● **Exercise instructions**:
Copy out the stretch of entries below, from the line containing "indicate the gray" through the end of the entries, reproducing each line precisely.

● **Extracted material**:
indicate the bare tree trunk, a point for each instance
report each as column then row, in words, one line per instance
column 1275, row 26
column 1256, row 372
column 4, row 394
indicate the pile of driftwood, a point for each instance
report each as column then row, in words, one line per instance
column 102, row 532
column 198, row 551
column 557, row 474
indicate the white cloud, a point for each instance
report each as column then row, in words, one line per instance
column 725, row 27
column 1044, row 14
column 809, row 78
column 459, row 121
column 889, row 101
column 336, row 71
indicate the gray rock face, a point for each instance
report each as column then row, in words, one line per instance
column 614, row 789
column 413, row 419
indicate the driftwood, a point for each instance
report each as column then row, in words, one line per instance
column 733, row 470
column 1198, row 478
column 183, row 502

● **Answer for the task**:
indicate the gray rock face, a point for each instance
report each as column then row, in words, one line per instance
column 614, row 789
column 413, row 419
indicate the driftwood, a point for each instance
report each as column then row, in words, one line per instance
column 733, row 470
column 1198, row 478
column 183, row 502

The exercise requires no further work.